* **PROVIDED INFORMATION**:
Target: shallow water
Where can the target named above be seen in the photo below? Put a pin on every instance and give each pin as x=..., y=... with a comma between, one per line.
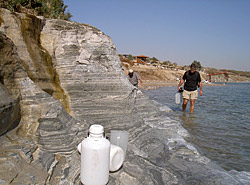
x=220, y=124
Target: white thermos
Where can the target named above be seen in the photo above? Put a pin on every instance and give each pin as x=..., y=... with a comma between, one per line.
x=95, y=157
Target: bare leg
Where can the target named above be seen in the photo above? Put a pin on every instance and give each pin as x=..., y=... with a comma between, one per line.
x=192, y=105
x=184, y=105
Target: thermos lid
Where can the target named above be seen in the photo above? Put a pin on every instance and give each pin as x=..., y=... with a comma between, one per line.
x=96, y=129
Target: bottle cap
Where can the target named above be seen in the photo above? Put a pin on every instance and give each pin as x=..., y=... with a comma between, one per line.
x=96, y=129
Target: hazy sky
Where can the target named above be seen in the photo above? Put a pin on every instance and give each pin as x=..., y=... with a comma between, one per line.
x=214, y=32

==

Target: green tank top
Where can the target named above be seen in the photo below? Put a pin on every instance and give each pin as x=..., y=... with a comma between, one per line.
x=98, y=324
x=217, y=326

* **DIRECTION**:
Rewrite the material from the line with "Target: green tank top" to the line with "x=217, y=326", replacing "pin" with "marker" and changing nothing else. Give only those lines.

* **THE ANSWER**:
Target: green tank top
Where can the target named above be seen in the photo below? Put a marker on every instance and give each marker as x=..., y=... with a comma between, one per line.
x=98, y=324
x=217, y=326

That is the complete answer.